TEXTE FOURNI:
Doctorant en géographie à l’Université Paris 1 Panthéon-Sorbonne et Inspecteur de l’Education nationale. Il est diplômé de l’Institut Français de Géopolitique et du Centre d’Etudes Diplomatiques et Stratégiques
Mehdi Lazar présente ici une réflexion sur l’usage qui a été fait du livre désormais classique de Samuel Huntington, "The Clash of Civilizations and the Remaking of World Order", (1996). Pour M. Lazar, la thèse du choc des civilisations eut un rôle pédagogique et stratégique. Elle nous renseigne sur la structure de pensée de l’administration de G. W. Bush (2001-2009).
SAMUEL Huntington avoue écrire à gros traits [1] : ses interprétations du monde sont donc empreintes de raccourcis. Elles eurent néanmoins le mérite de remettre les identités au centre du débat géopolitique à une époque où encore seules les idéologies comptaient [2].

DONNÉES FOURNIES:
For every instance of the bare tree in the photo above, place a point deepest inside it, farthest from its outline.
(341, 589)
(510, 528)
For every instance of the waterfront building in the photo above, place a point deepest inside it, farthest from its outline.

CONSIGNE:
Pourriez-vous recopier mot pour mot le passage du texte fourni qui commence par « Doctorant en géographie » et se poursuit jusqu'à « W. Bush (2001-2009). » ?

RÉPONSE:
Doctorant en géographie à l’Université Paris 1 Panthéon-Sorbonne et Inspecteur de l’Education nationale. Il est diplômé de l’Institut Français de Géopolitique et du Centre d’Etudes Diplomatiques et Stratégiques
Mehdi Lazar présente ici une réflexion sur l’usage qui a été fait du livre désormais classique de Samuel Huntington, "The Clash of Civilizations and the Remaking of World Order", (1996). Pour M. Lazar, la thèse du choc des civilisations eut un rôle pédagogique et stratégique. Elle nous renseigne sur la structure de pensée de l’administration de G. W. Bush (2001-2009).